*Activity*. The records follow. Count the lines holding "panel" and give only the number.

**** Exercise data ****

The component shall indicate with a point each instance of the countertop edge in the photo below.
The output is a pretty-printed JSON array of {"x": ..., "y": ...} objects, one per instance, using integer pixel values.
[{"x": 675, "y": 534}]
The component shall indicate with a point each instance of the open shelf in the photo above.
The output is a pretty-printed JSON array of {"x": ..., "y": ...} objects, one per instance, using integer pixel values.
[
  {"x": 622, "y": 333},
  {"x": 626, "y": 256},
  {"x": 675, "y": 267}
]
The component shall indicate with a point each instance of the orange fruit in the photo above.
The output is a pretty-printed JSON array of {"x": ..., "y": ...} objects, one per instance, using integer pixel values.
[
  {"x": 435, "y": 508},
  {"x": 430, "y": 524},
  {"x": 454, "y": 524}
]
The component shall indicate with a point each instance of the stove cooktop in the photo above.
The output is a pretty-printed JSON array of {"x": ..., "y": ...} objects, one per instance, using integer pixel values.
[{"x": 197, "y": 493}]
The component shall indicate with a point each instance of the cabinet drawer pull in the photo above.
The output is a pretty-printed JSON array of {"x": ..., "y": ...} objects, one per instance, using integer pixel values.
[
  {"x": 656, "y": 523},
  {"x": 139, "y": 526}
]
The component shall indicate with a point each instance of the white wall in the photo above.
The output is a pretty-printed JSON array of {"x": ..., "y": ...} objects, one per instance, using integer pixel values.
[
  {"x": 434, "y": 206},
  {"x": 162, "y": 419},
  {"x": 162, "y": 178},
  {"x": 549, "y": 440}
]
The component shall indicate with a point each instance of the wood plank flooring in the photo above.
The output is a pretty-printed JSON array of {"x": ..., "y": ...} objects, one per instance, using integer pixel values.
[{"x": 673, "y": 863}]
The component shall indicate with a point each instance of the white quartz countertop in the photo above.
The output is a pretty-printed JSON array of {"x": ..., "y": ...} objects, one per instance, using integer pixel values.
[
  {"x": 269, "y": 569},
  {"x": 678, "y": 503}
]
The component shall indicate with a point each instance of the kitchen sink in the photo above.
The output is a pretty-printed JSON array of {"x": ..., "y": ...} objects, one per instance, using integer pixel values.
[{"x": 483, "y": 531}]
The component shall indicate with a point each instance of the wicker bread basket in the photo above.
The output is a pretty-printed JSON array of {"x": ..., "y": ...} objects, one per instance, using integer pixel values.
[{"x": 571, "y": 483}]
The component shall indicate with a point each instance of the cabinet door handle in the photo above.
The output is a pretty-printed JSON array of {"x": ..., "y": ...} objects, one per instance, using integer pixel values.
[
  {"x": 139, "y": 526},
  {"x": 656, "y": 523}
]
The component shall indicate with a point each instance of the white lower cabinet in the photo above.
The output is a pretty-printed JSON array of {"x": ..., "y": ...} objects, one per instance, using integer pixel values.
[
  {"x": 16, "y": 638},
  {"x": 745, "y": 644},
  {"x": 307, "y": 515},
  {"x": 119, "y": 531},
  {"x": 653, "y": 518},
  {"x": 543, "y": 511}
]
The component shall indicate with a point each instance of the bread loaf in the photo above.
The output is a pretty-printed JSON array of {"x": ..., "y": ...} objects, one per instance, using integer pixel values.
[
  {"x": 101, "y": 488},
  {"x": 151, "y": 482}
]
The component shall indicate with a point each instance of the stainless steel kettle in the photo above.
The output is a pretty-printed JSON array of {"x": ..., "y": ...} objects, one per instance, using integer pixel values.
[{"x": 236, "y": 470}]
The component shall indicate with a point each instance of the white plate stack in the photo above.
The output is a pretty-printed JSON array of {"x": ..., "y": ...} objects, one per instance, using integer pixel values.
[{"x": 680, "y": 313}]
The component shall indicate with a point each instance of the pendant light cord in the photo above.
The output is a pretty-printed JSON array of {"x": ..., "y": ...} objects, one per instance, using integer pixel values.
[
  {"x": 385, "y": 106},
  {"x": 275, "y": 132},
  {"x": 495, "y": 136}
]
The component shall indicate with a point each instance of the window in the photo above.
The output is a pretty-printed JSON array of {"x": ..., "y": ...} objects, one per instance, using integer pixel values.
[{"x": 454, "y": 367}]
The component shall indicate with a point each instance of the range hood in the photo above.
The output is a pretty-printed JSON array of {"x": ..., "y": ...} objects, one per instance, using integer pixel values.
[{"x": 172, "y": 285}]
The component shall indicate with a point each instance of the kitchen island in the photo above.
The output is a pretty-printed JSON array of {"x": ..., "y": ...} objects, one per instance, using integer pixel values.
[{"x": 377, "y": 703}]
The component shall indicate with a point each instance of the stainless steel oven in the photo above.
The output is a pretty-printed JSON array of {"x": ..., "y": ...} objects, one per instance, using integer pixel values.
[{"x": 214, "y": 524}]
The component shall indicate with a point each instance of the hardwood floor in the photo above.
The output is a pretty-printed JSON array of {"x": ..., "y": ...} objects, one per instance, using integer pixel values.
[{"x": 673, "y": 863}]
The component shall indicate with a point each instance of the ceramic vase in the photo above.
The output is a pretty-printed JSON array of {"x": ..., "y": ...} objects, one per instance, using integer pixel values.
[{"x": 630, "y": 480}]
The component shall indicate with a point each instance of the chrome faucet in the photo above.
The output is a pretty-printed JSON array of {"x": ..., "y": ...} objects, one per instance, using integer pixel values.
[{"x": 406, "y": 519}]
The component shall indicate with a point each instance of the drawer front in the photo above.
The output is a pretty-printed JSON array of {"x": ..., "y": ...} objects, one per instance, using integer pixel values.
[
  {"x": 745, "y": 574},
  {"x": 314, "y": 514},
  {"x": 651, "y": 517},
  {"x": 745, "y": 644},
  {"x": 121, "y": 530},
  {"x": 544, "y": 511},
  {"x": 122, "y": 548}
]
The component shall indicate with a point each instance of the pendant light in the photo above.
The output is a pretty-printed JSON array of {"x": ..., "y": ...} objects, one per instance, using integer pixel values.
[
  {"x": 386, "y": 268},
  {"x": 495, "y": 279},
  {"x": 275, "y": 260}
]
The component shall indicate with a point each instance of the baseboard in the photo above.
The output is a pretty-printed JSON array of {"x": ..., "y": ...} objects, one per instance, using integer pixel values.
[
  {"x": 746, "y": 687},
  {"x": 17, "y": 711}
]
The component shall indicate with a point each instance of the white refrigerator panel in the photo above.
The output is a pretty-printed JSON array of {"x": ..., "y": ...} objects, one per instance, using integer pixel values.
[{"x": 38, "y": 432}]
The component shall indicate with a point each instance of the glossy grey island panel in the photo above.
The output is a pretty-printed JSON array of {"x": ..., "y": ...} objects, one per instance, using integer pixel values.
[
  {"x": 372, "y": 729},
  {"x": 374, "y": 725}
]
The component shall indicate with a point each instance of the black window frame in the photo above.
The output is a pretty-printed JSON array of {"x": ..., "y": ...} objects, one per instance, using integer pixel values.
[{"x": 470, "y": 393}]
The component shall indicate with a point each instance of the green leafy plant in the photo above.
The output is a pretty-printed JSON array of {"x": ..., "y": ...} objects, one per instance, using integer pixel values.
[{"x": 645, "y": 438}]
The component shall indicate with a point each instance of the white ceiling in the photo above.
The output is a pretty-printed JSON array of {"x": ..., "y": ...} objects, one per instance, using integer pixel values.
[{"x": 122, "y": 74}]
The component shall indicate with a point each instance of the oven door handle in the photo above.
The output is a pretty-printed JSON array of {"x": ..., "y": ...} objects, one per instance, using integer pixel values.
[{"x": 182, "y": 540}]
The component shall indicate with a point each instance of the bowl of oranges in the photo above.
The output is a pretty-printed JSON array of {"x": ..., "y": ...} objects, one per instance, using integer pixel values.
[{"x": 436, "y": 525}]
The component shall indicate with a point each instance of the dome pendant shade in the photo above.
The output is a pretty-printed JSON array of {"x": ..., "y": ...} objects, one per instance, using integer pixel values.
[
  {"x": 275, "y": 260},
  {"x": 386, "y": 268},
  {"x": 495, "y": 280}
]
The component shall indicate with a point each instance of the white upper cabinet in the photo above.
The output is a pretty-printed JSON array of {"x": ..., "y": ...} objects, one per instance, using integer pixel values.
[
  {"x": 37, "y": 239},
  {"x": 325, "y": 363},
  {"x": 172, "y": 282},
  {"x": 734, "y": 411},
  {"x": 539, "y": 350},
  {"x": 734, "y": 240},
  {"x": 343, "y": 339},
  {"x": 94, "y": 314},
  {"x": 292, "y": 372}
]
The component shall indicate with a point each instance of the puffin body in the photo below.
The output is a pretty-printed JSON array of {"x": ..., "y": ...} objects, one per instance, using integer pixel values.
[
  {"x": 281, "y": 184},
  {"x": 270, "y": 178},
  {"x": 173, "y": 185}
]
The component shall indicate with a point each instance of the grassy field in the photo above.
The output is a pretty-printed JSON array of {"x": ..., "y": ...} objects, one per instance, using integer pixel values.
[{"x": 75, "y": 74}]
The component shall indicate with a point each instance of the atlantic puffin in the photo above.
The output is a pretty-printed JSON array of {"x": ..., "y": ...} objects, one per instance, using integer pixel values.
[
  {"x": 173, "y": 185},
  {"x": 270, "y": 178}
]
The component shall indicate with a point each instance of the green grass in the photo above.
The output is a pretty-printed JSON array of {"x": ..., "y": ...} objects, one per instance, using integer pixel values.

****

*Solution for this task*. 2